» **Set of tasks**:
1. In the workshop descriptions, what age range of students is the classic movies workshop meant for?
2. Continue the workshop descriptions from the point where they end.

>> Begin Text section

Classic Movies as Literature
Are your teens able to analyze literature? Can they articulate why they like or don't like a movie? If not, they may find themselves accepting a jumble of philosophies without really thinking. Stories entertain, but they also teach. By developing the ability to critique movies, teens will not only be better protected from absorbing wrong influences, but will be better able to analyze any literature. This workshop includes a discussion of story elements and film techniques, questions to ask, and movies that can be used for students ages 13-18.

Developing Attitudes and Habits: What’s Important—And When
There’s a best time for developing attitudes and habits that affect not only your child’s character, but also his ability to learn beyond high school. If bad habits have already been acquired there are techniques to replace them with good ones. Kathryn shares specific goals, explains their importance, and provides teaching strategies to reach those objectives. This workshop is a must not only for those wanting to get the right start, but for anyone teaching a child between ages 11and 14 that has been in a public school.

Homeschooling the Challenging Child
Kathryn Stout describes methods for effectively teaching children that seem to require a great deal of one-on-one attention. This includes children who are gifted, those who have difficulty with understanding and/or retention, those that can’t seem to pay attention, and children who just seem to protest everything you assign. Specific suggestions are made for balancing your time so that your other children are not neglected.

How to Teach Composition
Every child should be able to express himself logically and succinctly. Kathryn shows
you how to teach composition so that even kids who "hate to write" will change their minds. Practical suggestions include how to remove common obstacles to good writing, ways to hone skills at a pace comfortable for each child, and ideas for tying composition topics to other subject areas to keep writing relevant (and save you teaching time). She also gives keys to evaluation so that you can help your children build skills instead of simply completing assignments.

>> End Text section
>> Begin Entries

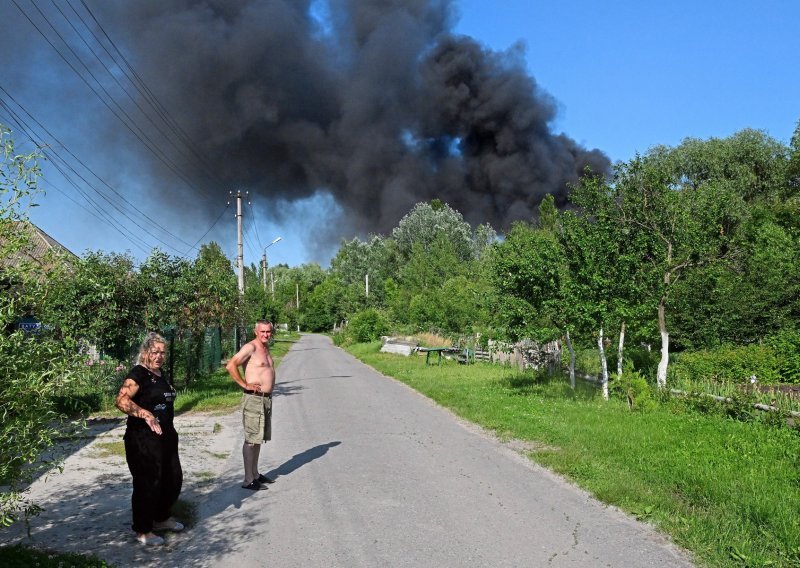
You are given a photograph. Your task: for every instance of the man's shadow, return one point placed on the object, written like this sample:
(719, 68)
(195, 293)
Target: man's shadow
(299, 460)
(232, 495)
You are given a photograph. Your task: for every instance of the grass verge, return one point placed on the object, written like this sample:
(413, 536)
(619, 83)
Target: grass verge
(19, 556)
(725, 489)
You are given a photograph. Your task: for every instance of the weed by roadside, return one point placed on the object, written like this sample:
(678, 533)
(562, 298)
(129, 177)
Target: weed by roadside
(19, 556)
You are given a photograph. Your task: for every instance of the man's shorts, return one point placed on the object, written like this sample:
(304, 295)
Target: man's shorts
(256, 418)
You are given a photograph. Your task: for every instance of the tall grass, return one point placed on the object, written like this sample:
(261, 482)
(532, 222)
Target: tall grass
(726, 489)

>> End Entries

» **Answers for the tasks**:
1. Ages 13 to 18.

2.
The Hows and Whys of a Unit-Study Approach to History
Save planning time while helping kids develop a greater understanding of the people and events being studied. Not only will history become real and exciting, but geography and science lessons will make more sense, too. Use nonfiction books that have kid-appeal, literature that broadens their perspective, and enjoyable activities that leave them with English skills that would have otherwise been tedious to acquire. Kathryn Stout, author and educator, will share specifics for all ages, including discussion and composition topics for grades 7 - 12 that require analytical thinking.

Make It Easy on Yourself
Put the spark back into your homeschool! Turn kids into thinkers and independent learners without exhausting yourself or your bank account. Children trained to love learning become a joy to teach. Learning becomes their goal, not just another assignment. If that's what you want for your children, here are specific methods to use with children of all ages. Examples include activity ideas and methods for teaching multi-levelly that will make your job easier while developing these qualities in your children.

Math That Makes Sense
Children need to understand math, not just memorize formulas and reproduce them with practice. Help kids get past the “I don’t get it, just tell me what to do” stage with these practical techniques for teaching children from preschool to grade 8. Encourage discovery, logic, and reasoning in order to develop the "math sense" necessary for your children's future day-to-day living.

Science That Sticks
Everyone loves to "do" science--but do the concepts “stick”? Kathryn explains how to teach science to children of all ages with a minimum of planning, using a variety of fun and interesting materials, and with the assurance that basic concepts and skills will be understood and retained.

Strategies for Teaching and Learning Spelling
Give your children (or yourself) the tools needed to learn and retain correct spelling. Kathryn explains why so many approaches fail to help children remember how to spell words beyond the test. She offers simple techniques that anyone can use to turn that around. This is not an attempt at photographic memory. Rather, it is the use of strategies that allow children to become confident in their ability to learn. These approaches are used in Kathryn's award-winning book Natural Speller, a complete spelling program for all ages.

Teaching English – What’s Essential?
Do your children dig beyond the basic plot, analyzing, appreciating, and learning life lessons from literature? Do they compose interesting and well-supported essays that reflect their ability to think critically? Or, do they merely parrot back the plot and fill in the blanks by rote? Kathryn discusses the components of English in light of ultimate goals. She explains how to get the essentials out of English, even while working toward objectives in other subjects.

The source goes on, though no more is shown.